--- What you have to do ---
Rewrite the data below, changing every "drop a marker" to "place a point" and keeping everything else the same.

### Entries supplied

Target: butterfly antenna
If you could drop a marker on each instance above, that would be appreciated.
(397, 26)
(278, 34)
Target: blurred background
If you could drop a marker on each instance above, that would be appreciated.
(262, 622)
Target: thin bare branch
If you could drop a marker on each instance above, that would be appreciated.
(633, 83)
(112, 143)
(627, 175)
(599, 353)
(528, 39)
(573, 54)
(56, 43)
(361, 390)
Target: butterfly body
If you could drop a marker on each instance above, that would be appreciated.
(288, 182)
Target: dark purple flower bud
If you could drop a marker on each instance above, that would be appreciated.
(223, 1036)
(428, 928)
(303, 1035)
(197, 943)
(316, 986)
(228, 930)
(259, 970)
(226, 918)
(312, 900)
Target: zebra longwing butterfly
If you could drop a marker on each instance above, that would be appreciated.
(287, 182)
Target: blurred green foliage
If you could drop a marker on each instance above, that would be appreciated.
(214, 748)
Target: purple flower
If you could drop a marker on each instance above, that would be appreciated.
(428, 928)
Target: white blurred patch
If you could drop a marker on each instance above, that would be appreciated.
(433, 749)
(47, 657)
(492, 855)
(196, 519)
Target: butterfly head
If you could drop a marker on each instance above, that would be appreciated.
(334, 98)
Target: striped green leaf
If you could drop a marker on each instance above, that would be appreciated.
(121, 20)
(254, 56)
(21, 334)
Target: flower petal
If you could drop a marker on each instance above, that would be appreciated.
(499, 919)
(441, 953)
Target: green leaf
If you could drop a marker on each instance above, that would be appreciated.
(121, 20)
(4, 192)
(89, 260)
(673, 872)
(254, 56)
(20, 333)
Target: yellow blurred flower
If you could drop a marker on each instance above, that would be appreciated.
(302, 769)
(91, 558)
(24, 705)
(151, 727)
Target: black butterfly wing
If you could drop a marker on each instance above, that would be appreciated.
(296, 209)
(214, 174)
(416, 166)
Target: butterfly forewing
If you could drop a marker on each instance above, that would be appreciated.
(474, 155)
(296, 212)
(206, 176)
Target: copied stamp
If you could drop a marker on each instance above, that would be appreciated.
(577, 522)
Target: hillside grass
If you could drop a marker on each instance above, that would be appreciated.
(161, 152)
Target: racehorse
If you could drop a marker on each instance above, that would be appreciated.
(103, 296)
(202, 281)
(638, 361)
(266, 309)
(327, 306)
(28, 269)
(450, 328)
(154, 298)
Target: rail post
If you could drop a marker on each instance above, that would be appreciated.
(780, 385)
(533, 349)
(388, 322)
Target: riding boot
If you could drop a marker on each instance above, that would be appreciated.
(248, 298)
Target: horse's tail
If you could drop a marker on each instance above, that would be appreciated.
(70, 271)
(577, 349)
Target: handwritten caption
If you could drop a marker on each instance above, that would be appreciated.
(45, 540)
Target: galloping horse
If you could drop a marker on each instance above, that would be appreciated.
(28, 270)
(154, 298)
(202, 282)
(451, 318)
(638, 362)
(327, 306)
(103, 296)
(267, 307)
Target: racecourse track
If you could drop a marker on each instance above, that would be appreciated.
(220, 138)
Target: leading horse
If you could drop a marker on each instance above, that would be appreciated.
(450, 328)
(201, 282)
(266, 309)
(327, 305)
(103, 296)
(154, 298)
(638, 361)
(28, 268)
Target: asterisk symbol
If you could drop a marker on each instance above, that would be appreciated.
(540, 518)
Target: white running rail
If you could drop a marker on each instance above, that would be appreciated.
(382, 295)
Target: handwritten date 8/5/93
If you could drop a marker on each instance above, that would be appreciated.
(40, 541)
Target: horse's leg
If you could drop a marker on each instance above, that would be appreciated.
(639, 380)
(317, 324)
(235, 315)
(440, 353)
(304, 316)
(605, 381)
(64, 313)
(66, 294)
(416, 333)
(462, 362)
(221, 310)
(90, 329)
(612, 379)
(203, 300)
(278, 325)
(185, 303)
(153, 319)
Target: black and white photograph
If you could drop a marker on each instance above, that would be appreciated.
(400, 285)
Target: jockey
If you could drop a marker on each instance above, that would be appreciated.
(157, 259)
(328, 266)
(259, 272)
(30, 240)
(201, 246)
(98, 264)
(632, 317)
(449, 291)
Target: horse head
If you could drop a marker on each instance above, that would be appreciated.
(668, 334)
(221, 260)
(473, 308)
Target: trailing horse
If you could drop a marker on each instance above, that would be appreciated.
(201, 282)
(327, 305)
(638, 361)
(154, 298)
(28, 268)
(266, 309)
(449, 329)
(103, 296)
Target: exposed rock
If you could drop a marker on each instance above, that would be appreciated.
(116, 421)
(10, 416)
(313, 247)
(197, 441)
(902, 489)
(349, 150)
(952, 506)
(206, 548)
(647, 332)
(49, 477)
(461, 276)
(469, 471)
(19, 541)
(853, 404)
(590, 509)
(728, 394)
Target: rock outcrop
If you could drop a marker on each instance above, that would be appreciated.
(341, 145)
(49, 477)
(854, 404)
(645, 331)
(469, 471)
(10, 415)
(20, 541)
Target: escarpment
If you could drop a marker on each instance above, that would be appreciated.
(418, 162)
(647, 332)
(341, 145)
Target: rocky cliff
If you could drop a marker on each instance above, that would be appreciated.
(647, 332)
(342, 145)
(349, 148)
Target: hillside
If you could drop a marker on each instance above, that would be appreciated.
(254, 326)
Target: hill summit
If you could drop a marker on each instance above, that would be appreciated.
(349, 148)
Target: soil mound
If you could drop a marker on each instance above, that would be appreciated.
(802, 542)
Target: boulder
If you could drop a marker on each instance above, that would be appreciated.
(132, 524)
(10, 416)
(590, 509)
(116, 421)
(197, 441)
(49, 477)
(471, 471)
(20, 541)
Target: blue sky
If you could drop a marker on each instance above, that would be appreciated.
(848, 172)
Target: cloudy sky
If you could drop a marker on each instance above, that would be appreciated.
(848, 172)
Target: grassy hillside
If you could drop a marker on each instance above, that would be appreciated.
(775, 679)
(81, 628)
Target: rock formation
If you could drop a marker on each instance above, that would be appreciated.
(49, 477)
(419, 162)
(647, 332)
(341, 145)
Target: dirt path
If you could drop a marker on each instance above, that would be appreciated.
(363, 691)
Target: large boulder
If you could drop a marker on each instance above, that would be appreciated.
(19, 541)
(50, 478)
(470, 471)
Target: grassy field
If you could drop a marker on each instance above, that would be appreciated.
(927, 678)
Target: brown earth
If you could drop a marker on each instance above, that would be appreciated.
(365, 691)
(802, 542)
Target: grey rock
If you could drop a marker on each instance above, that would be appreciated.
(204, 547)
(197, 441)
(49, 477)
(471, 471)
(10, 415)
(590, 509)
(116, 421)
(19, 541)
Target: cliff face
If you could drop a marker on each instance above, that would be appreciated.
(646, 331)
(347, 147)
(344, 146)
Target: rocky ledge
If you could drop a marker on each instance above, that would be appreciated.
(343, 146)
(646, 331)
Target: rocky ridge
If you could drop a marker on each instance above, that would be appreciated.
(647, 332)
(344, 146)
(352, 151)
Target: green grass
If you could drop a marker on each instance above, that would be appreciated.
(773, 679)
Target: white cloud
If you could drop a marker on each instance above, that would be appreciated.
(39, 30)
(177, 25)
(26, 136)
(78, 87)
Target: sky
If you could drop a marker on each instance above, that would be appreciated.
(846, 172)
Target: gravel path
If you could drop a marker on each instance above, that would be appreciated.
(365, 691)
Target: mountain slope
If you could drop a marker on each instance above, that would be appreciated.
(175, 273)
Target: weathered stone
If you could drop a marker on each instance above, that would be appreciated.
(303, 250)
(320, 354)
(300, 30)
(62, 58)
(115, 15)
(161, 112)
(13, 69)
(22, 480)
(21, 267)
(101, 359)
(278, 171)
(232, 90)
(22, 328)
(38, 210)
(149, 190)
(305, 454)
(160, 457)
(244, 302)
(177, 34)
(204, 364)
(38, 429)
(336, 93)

######

--- Finished exercise ---
Target: butterfly antenna
If you could place a point on each instance above, that would be appreciated.
(397, 26)
(278, 34)
Target: blurred background
If you could place a point on each instance above, that would be appreciated.
(262, 622)
Target: thin bare branch
If you could place a point on each instance above, that would be appreciated.
(633, 83)
(112, 143)
(627, 175)
(599, 353)
(528, 39)
(573, 54)
(56, 43)
(361, 390)
Target: butterfly body
If you could place a point on each instance above, that would be appreciated.
(288, 182)
Target: dark purple flower bud
If you could place a point on each instance above, that would be appreciated.
(223, 1036)
(428, 928)
(303, 1035)
(197, 943)
(316, 986)
(228, 930)
(259, 970)
(226, 918)
(312, 900)
Target: zebra longwing butterfly
If you could place a point on each instance above, that would be appreciated.
(287, 182)
Target: blurred green foliage
If you could place a point on each instance above, that would be appreciated.
(214, 748)
Target: purple flower
If you could place a point on each instance above, that would be appreciated.
(428, 928)
Target: white blurred patch
If you could place a point on each instance above, that would be appreciated.
(433, 749)
(47, 657)
(492, 855)
(196, 519)
Target: butterfly head
If you could place a point on each instance above, that would be appreciated.
(334, 98)
Target: striped green leaf
If you could place a point on each instance above, that would be appreciated.
(121, 20)
(254, 56)
(21, 334)
Target: flower petal
If you could place a point on each instance above, that would be appreciated.
(499, 919)
(441, 953)
Target: green leaf
If you could place a point on each instance above, that would be appreciated.
(121, 20)
(4, 192)
(89, 260)
(673, 872)
(254, 56)
(20, 333)
Target: yellow blurred flower
If you could place a point on each instance above, that would be appreciated.
(302, 769)
(91, 558)
(24, 705)
(151, 727)
Target: black butterfly wing
If you could place a point on each instance above, that would be appreciated.
(296, 209)
(214, 174)
(416, 166)
Target: butterfly forewing
If you could place a point on each instance above, that would be appreciated.
(474, 155)
(296, 212)
(206, 176)
Target: copied stamp
If you could place a point on each instance above, that would be appreciated.
(577, 522)
Target: hillside grass
If you could place a point on each instance above, that would be appreciated.
(161, 152)
Target: racehorse
If you could place a point on each instance above, that would be appreciated.
(103, 296)
(202, 281)
(638, 361)
(266, 309)
(327, 306)
(28, 269)
(450, 328)
(154, 298)
Target: rail post
If you could place a point on each instance above, that would be appreciated.
(780, 385)
(533, 349)
(388, 322)
Target: riding boot
If you could place a point on each instance above, that would be appreciated.
(248, 298)
Target: horse's tail
If you could place a point on each instance above, that would be appreciated.
(70, 271)
(577, 349)
Target: handwritten caption
If you could place a point on each instance above, that would be appreciated.
(45, 540)
Target: galloping horse
If you could place a point on each instance above, that would be appreciated.
(28, 270)
(154, 298)
(202, 282)
(451, 318)
(638, 362)
(327, 306)
(103, 296)
(267, 307)
Target: racecourse track
If you could place a point on each instance above, that would be appreciated.
(220, 138)
Target: leading horse
If you could place a point on each instance above, that would be appreciated.
(450, 328)
(201, 282)
(266, 309)
(327, 305)
(103, 296)
(154, 298)
(638, 361)
(28, 268)
Target: asterisk symbol
If you could place a point on each instance above, that would be appreciated.
(540, 518)
Target: white running rail
If you could place a point on each instance above, that would be appreciated.
(382, 295)
Target: handwritten date 8/5/93
If you could place a point on each instance above, that would be appreciated.
(40, 541)
Target: horse's leg
If you could place a point on each instance above, that would be appreciated.
(639, 380)
(317, 324)
(235, 315)
(440, 353)
(304, 316)
(605, 381)
(64, 313)
(66, 294)
(416, 333)
(462, 362)
(221, 310)
(90, 329)
(612, 379)
(203, 300)
(278, 325)
(185, 303)
(153, 319)
Target: black and white photograph
If you could place a point on each instance above, that would be appreciated.
(400, 285)
Target: jockey
If you could place a point on each instance above, that would be appreciated.
(157, 259)
(328, 266)
(259, 272)
(30, 240)
(201, 246)
(98, 264)
(632, 317)
(449, 291)
Target: horse head
If you could place a point on each instance above, that would be appreciated.
(668, 334)
(221, 260)
(473, 308)
Target: trailing horse
If you could place a point on each instance above, that would be appreciated.
(201, 282)
(327, 305)
(638, 361)
(154, 298)
(28, 268)
(266, 309)
(449, 329)
(103, 296)
Target: exposed rock
If you could place a point on each instance above, that would be appreciated.
(116, 421)
(10, 416)
(313, 247)
(197, 441)
(902, 489)
(349, 150)
(952, 506)
(206, 548)
(647, 332)
(49, 477)
(461, 276)
(469, 471)
(19, 541)
(853, 404)
(590, 509)
(728, 394)
Target: rock outcrop
If you could place a point on each instance above, that would be appreciated.
(341, 145)
(49, 477)
(854, 404)
(645, 331)
(469, 471)
(10, 415)
(20, 541)
Target: escarpment
If you could place a point on each instance above, that would be appreciated.
(418, 162)
(647, 332)
(341, 145)
Target: rocky cliff
If you could place a point on each instance above, that would be appreciated.
(647, 332)
(342, 145)
(349, 148)
Target: hillside
If you could place a point on each instance above, that would be appreciated.
(254, 326)
Target: hill summit
If you could place a point on each instance above, that would be appreciated.
(349, 148)
Target: soil mound
If you could place a point on each instance above, that would be appreciated.
(802, 542)
Target: boulder
If you could place a point on each instance above, that would be appreciated.
(132, 524)
(10, 416)
(590, 509)
(116, 421)
(197, 441)
(49, 477)
(471, 471)
(20, 541)
Target: blue sky
If you could place a point on each instance above, that would be appreciated.
(848, 172)
Target: cloudy sky
If you could place a point on each instance above, that would be appreciated.
(848, 172)
Target: grassy hillside
If you could place a point on each instance above, that would be appreciated.
(775, 679)
(81, 628)
Target: rock formation
If you could place a point on each instance above, that would be appreciated.
(49, 477)
(419, 162)
(647, 332)
(341, 145)
Target: dirt path
If you could place a point on each instance above, that would be appreciated.
(363, 691)
Target: large boulder
If you could place a point on each instance above, that would be appreciated.
(19, 541)
(50, 478)
(470, 471)
Target: grassy field
If you could place a point on each instance above, that would be appreciated.
(927, 678)
Target: brown earth
If you could place a point on each instance above, that would be appreciated.
(365, 691)
(802, 542)
Target: grey rock
If you could place a point on each instance above, that would be appreciated.
(204, 547)
(197, 441)
(49, 477)
(471, 471)
(10, 415)
(590, 509)
(116, 421)
(19, 541)
Target: cliff face
If you could place a point on each instance above, that would be appreciated.
(646, 331)
(347, 147)
(344, 146)
Target: rocky ledge
If you could place a point on each instance above, that would be appreciated.
(343, 146)
(646, 331)
Target: rocky ridge
If you could place a point on each instance above, that would be appreciated.
(647, 332)
(344, 146)
(352, 151)
Target: green grass
If you could place a point on each instance above, that would be appreciated.
(773, 679)
Target: white cloud
If you could place a point on each instance above, that would be appreciated.
(39, 30)
(177, 25)
(26, 136)
(78, 87)
Target: sky
If you could place a point on each instance above, that would be appreciated.
(846, 172)
Target: gravel path
If you could place a point on each instance above, that would be appreciated.
(365, 691)
Target: mountain slope
If you could place a point on each instance above, that would be appreciated.
(175, 273)
Target: weathered stone
If you could place a point on each instance above, that would be appreciated.
(303, 250)
(320, 354)
(300, 30)
(62, 58)
(115, 15)
(161, 112)
(13, 69)
(22, 480)
(21, 267)
(101, 359)
(278, 171)
(232, 90)
(22, 328)
(38, 210)
(149, 190)
(305, 454)
(160, 457)
(244, 302)
(177, 34)
(204, 364)
(38, 429)
(336, 93)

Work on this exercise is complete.